*** Opening Selected excerpt ***

Diversifying into corporate communications and making several major hires have been crucial to CGM Communication’s growth over the past decade.
It’s been a remarkable decade for Daniel Smith, to say the least of it.
In 2011, the former political staffer had just finished up a three-year stint with CPR Communications, a national lobbying firm that once employed the likes of deputy premier Roger Cook, television journalist Simon Dowding and political adviser Adam Kilgour.
That firm had decided to scale back its operations in Western Australia following economic pressures brought on by the GFC and a shifting political landscape nationwide.
Gathering a handful of clients on his way out the door, Mr Smith waited fewer than 24 hours before charting his next moves.
“The next day I was in business by myself in the loungeroom at home,” he told Business News.
That business, initially trading as Campaign Capital before rebranding as CGM Communications, has since outgrown Mr Smith’s loungeroom, encompassing an office at Parliament Place and a client list that includes notable names like Rio Tinto, St John Ambulance WA and Lifeline WA.
Nowadays, the company ranks as one of the largest public relations and lobbying firms in Business News’ Data & Insights lists, with 11 full-time staff, and is one of the largest firms in WA not connected to an external holding company.
Following celebration of the firm’s 10th anniversary, Mr Smith points to two significant hires as reason for the longevity.
The first was Rebecca Boteler, who joined the business as a media relations specialist following an eight-year stint as a journalist with the Australian Broadcasting Corporation.
“I always joke that she interviewed me,” he said.
“That was the stage I was in; I was a person with some clients, and I was kind of begging people to come and work with me at that point.
“She showed a leap of faith.
“I’m glad she did, and she’s been a big part of the growth of the business.”
The other was Anthony Fisk, who had previously worked in corporate communications with iiNet, Western Power and Citadel-MAGNUS, as an executive director and an equity stakeholder in the firm.
Mr Smith said welcoming someone to the business who could take direct ownership of outcomes was critical; Mr Fisk in turn cited CGM Communication’s approach to public relations as key to his decision to come aboard.
“From a small beginning, [Mr Smith had] managed to focus on having a much broader offering,” he said.
“I saw the scope of me coming in and bringing in a bit of my corporate experience and connecting to what he did was going to mean the business would grow and expand.”
Growth has been significant for the business since Mr Fisk came aboard in 2017.
Having widened its services beyond lobbying efforts since then, CGM has made several significant hires in the intervening years.
That’s included former Channel 10 reporter Rebecca Munro as an associate director, former state development official Stuart Crockett, who now serves as a strategic counsel for trade and investment communications, and former political adviser Simon Ward, who serves as an associate director of government relations.

*** Closing Selected excerpt ***
*** Opening Given entries ***

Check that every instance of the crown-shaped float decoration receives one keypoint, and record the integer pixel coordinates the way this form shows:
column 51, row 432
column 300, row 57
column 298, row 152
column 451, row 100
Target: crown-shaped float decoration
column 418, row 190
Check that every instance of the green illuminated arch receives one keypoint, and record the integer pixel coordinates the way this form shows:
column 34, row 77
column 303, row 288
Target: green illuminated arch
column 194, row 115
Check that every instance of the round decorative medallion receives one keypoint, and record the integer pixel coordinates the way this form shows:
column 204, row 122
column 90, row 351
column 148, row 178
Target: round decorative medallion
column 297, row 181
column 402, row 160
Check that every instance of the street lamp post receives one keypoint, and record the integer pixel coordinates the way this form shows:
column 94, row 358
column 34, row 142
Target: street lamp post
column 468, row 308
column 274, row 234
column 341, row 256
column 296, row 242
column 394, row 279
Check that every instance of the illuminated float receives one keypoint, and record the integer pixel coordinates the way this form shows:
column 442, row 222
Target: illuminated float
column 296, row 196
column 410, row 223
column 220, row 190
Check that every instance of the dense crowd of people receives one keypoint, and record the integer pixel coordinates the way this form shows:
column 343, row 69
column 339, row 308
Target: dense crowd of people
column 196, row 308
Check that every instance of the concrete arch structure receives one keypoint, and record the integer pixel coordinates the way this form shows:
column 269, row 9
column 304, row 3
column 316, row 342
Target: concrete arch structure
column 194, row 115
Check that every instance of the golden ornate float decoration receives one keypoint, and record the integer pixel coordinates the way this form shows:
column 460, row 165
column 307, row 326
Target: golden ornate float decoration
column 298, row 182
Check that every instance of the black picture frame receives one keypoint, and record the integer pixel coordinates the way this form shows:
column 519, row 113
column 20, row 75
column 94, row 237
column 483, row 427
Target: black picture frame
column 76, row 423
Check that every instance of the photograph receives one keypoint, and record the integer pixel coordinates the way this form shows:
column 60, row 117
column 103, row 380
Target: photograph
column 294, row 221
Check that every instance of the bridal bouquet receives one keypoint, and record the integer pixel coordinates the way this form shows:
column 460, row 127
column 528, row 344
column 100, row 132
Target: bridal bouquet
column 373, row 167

*** Closing Given entries ***

Tasks for this exercise:
(1) Translate this sentence from the article on CGM Communications into Spanish: "Growth has been significant for the business since Mr Fisk came aboard in 2017."
(2) According to the article on CGM Communications, how long did Rebecca Boteler work as a journalist with the Australian Broadcasting Corporation before joining the business?
(3) Continue the article on CGM Communications from the point where it stops.

Answers:
(1) El crecimiento ha sido significativo para la empresa desde que el Sr. Fisk se incorporó en 2017.

(2) Eight years.

(3)
Attracting and retaining experienced staff like them will prove paramount amid a tightening labour market for highly skilled workers.
Mr Fisk reasoned that, as the business grows, more opportunities will present themselves for prospective employees who may later rise to senior roles within the firm.
He also argued the firm’s decision to retain all its staff on reduced hours at the height of the COVID-19 pandemic fostered trust within the business and prevented it from needing to push anyone out the door.
“To be able to do that was satisfying, and we’ve seen most of our people stay on since then,” he said.
Mr Smith, meanwhile, said the firm’s flexibility as a smaller business gave it the ability to compete with some of the state’s bigger employers.
That includes offering revenue-sharing incentives, opportunities to work from home and the ability to work across disciplines and develop a broader skillset.
Looking ahead, Mr Smith said increasing the firm’s community engagement, trade communications and federal relations offerings would be of significant focus of continued growth.
And while he did not rule out the potential for welcoming another equity partner into the business for the purpose of expanding government relations or international reach, Ms Smith appeared content with the firm’s current setup.
“We like the ability to be our own bosses,” he said.
“I’m accountable to Anthony [and] I’m accountable to our staff, but we’re not accountable to faceless shareholders sitting in Sydney, Los Angles or anywhere else in the world.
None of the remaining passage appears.